The president toured the exhibitions from student winners from more than 40 science, technology, engineering and math competitions that ranged from a boy who invented a lightweight, expanding "sandless" bag to a girl who identified a genetic mutation that helped cure her own cancer.
Eric Chen, an 18-year-old San Diego student who used computer models to identify a potentially game-changing anti-flu medicine, described presenting to Obama as "surreal" but otherwise like any other science fair.
In an East Room speech before a jovial crowd, which included Bill Nye (The Science Guy), NASA Administrator Charlie Bolden, Secretary of Education Arne Duncan and Mythbusters co-host Kari Bryon, Obama said the science fair is "one of his favorite events all year" because it shined the spotlight on an issue that doesn't get as much attention as it should.
"As a society, we have to celebrate outstanding work by young people in science at least as much as we do Super Bowl winners because super-star biologists and engineers and rocket scientists and robot builders, they don't always get the attention that they deserve, but they're what's going to transform our society," he said. "They're the folks who are going to come up with cures for diseases, and new sources of energy and help us build healthier and more successful societies."
Obama announced a new $35 million grant competition through the Department of Education to identify some of the most promising graduates from STEM-field degrees and train them to be teachers, as well as an expiation of AmeriCorps to open up STEM programs to 18,000 low-income students this summer.

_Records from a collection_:
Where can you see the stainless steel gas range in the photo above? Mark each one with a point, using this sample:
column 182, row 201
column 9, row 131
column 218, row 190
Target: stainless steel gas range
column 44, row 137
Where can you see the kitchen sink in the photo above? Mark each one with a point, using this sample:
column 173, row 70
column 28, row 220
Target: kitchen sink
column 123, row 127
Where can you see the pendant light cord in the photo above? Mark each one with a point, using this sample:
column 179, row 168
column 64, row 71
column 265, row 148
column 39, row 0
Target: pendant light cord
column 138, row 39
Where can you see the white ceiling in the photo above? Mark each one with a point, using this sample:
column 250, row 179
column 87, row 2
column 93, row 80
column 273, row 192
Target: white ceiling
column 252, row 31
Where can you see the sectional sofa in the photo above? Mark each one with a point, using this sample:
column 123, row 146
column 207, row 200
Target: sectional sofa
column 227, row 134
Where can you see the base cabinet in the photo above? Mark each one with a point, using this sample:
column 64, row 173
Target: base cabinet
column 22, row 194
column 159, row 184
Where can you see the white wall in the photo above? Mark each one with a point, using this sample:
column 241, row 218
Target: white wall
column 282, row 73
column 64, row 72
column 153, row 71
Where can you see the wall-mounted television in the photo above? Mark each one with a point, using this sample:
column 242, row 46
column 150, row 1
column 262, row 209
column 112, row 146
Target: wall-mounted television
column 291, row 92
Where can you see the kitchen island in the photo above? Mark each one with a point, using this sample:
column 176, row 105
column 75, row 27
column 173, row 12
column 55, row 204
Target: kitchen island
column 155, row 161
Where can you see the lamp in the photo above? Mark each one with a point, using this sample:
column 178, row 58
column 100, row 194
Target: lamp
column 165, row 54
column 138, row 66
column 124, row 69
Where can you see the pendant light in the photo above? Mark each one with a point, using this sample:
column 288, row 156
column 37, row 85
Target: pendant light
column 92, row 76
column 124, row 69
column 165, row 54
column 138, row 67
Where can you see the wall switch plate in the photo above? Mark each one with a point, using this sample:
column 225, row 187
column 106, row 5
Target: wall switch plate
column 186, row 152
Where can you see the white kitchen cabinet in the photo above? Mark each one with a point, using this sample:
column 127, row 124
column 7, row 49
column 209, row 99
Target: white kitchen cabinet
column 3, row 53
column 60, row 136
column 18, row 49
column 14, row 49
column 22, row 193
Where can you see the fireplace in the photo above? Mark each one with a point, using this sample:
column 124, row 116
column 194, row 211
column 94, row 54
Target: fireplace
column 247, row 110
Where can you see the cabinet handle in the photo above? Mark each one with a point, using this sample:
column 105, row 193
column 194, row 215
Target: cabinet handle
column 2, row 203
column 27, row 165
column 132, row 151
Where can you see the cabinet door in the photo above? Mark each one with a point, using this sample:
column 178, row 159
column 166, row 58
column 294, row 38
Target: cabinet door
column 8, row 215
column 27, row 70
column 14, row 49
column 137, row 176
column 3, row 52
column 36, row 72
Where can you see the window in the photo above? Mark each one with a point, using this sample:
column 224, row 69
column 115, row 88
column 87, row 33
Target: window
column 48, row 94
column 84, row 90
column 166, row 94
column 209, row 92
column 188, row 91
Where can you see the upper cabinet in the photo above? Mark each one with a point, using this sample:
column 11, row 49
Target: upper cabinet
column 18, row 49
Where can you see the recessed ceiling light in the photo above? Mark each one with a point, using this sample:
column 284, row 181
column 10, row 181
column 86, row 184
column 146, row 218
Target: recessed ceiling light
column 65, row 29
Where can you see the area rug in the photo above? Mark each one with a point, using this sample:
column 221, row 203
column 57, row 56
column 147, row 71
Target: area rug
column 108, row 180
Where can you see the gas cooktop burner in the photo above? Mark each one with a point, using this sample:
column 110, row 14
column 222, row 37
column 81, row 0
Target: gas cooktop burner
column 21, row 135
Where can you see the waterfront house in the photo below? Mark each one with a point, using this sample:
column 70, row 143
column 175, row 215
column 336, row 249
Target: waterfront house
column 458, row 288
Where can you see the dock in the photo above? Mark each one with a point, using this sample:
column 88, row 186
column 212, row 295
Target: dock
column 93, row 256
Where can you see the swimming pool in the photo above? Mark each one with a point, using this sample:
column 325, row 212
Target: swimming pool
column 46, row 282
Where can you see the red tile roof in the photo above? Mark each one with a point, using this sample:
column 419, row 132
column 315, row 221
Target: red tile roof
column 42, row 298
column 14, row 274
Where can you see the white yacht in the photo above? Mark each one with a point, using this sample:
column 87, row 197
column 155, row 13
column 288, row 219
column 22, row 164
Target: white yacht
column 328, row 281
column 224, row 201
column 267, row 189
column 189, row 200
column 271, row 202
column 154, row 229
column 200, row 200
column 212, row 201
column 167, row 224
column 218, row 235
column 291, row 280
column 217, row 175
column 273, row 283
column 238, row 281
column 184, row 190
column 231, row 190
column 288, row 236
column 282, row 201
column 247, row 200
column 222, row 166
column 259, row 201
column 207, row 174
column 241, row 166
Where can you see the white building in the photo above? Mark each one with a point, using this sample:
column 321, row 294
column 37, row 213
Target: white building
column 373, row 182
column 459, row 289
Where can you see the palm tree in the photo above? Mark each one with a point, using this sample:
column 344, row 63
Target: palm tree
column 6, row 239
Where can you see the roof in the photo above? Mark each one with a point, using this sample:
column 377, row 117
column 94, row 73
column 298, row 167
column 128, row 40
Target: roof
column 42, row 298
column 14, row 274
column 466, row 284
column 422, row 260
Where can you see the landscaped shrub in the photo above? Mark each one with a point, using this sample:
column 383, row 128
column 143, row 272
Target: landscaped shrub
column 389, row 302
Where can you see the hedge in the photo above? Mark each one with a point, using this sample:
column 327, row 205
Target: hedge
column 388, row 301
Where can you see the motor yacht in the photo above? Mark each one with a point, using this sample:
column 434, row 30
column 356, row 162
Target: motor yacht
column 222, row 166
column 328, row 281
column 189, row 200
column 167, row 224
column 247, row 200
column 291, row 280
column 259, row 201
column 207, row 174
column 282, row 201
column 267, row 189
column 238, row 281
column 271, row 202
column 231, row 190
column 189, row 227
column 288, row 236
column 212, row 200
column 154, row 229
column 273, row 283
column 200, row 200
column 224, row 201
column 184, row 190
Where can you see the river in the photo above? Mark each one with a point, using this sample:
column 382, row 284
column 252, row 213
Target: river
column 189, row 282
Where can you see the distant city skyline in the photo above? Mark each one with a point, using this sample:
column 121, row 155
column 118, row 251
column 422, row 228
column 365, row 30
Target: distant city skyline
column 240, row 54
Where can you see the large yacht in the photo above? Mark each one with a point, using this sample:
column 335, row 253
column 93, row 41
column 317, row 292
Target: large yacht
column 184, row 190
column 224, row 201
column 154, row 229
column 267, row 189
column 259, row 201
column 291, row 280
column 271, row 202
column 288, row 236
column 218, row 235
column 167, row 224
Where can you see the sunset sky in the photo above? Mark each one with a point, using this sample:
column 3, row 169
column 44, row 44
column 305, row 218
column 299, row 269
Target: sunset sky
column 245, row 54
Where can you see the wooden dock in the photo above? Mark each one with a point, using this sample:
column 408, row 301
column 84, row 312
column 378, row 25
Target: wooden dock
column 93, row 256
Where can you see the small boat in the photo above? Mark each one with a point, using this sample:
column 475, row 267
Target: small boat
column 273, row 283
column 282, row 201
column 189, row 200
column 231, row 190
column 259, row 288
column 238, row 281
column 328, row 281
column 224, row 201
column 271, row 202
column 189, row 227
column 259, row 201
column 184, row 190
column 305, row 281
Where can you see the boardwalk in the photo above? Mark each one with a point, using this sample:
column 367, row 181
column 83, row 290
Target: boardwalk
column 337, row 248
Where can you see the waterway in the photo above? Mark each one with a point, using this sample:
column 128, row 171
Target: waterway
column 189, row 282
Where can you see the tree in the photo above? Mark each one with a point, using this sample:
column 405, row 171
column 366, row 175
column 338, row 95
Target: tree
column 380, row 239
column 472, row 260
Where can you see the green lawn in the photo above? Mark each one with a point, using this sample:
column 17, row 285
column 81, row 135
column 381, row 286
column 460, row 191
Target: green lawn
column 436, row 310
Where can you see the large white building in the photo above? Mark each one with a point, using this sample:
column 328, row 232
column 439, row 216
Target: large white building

_About this task_:
Extend the White House science fair article with the next part after its last sentence.

_Response to this task_:
The attention on guiding young people toward STEM fields seems to be paying off, with millions of dollars in private investment spent and hundreds of thousands of students engaging in STEM learning, even when they're not in school.
"It gives them the sense they can influence something," said NASA engineer Bobak Ferdowsi, whose star-spangled mohawk became a sensation on the live feed as the Curiosity rover touched down on the surface of Mars in 2012. "When you enable kids, it gives them power and ownership over their own futures."
The president seemed in awe of the young inventors present, including a group of 6-and 8-year-old Girl Scouts who used Legos to deign a mechanized "flood-proof" bridge and coding the computer program that will respond to flood conditions to raise the bridge to keep it from washing out.
At their age, Obama said, "I was just learning to put up a tent, they're designing bridge stuff."
And of 12-year-old Peyton Robertson, the creator who has a patent pending for those sandless bags filled with a lightweight polymer that expands when wet, Obama offered practical advice to the crowd:
"If you can buy stock in Peyton," he said with a laugh, "you should do so now."